The 1920s obviously lacked the most common forms of personal entertainment which we now take for granted. There was no mobile phone, no internet, no radio and no TV. That's why people really did gather in enormous numbers for almost any event. The 1920s was the peak decade for reading in American life. Each year, publishers produced 110 million books in more than 10,000 separate titles. The industry was so discreet that it boasted it never published a word that made a maiden blush. Soon, the industry was to be submerged in the flood tide of radio and it soon changed track to accommodate readers' demand for more explicit coverage. Radio picked up very rapidly, reaching every American home. Radio advertising took a large bite off newspaper and magazine ads. Nearly 250 newspapers went under in a decade because of the revenue crunch. Charles Lindbergh's maiden trans-Atlantic flight to Paris was the most famous event in 1927. When he returned triumphantly to the US, it was the day that radio came of age. His arrival was broadcast coast to coast. The ability to sit in one's own living room and listen to a live event in some distant place was as miraculous as teleportation. In spite of all these achievements, crime rate was high. The culprits were not caught in a majority of cases. Where arrests were made, the conviction rate was less than 20 percent.

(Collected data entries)
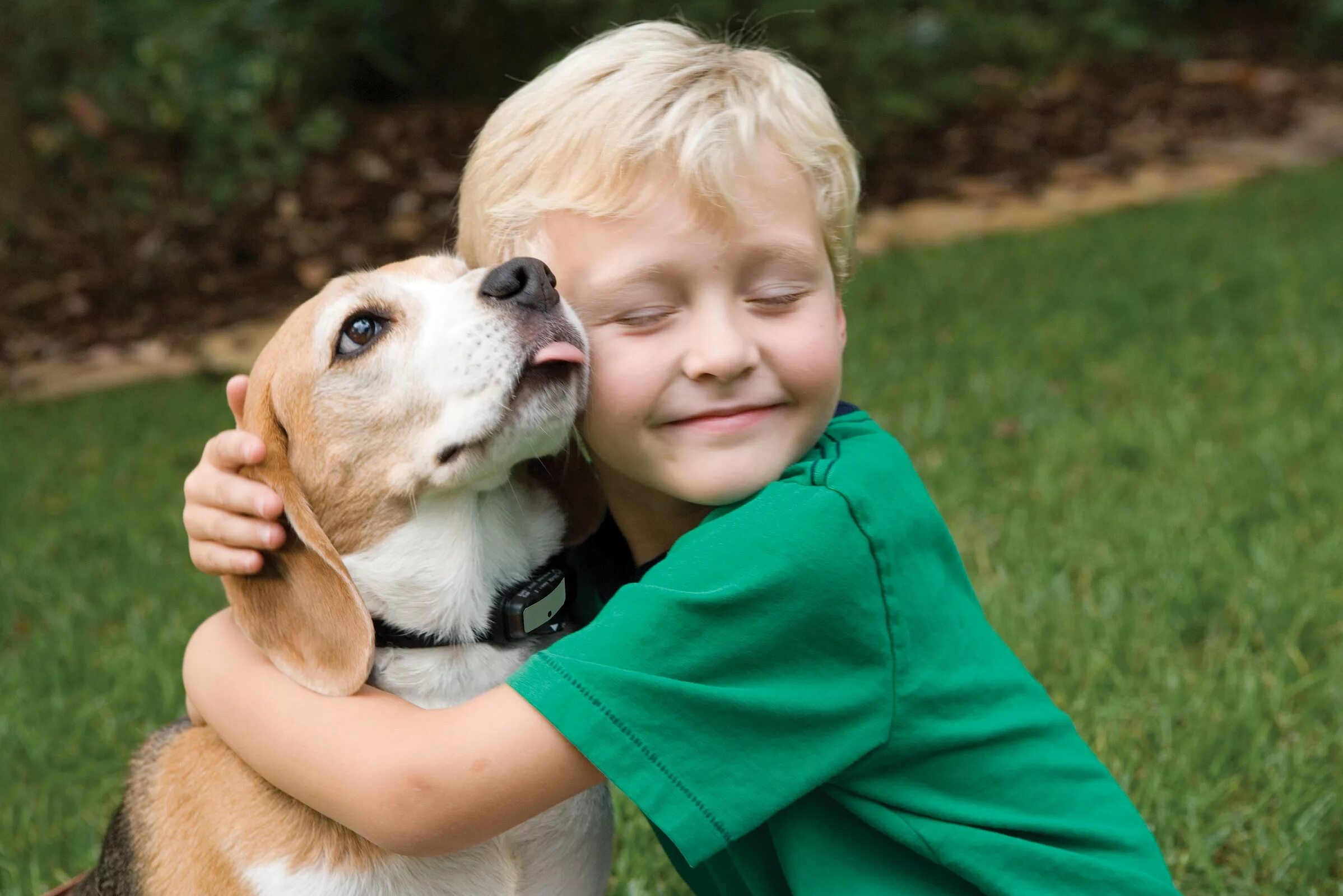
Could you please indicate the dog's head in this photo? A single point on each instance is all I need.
(420, 375)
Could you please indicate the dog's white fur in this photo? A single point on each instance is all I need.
(445, 378)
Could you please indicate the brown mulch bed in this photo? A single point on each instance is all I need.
(88, 276)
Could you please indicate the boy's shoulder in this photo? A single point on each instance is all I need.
(847, 507)
(865, 476)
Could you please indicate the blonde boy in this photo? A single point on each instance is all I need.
(790, 676)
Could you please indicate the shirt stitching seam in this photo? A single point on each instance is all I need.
(881, 583)
(634, 739)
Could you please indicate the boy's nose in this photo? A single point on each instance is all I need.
(720, 350)
(526, 281)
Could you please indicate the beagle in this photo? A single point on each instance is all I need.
(395, 406)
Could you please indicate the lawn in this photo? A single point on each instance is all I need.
(1131, 425)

**THINGS TO DO**:
**a)** Does the 1920s passage agree with each statement? Answer yes or no and quote the deciding words: (i) Publishers produced 110 million books a year in more than 10,000 titles. (ii) Nearly 250 magazines went under in a decade. (iii) Where arrests were made, fewer than 20 percent led to conviction.
**b)** List the forms of personal entertainment that the 1920s passage says the decade lacked.
The records have no connection to the text.

**ANSWERS GIVEN**:
**a)**
(i) Yes: "Each year, publishers produced 110 million books in more than 10,000 separate titles."
(ii) No: "Nearly 250 newspapers went under in a decade because of the revenue crunch."
(iii) Yes: "Where arrests were made, the conviction rate was less than 20 percent."

**b)** Mobile phone, internet, radio, TV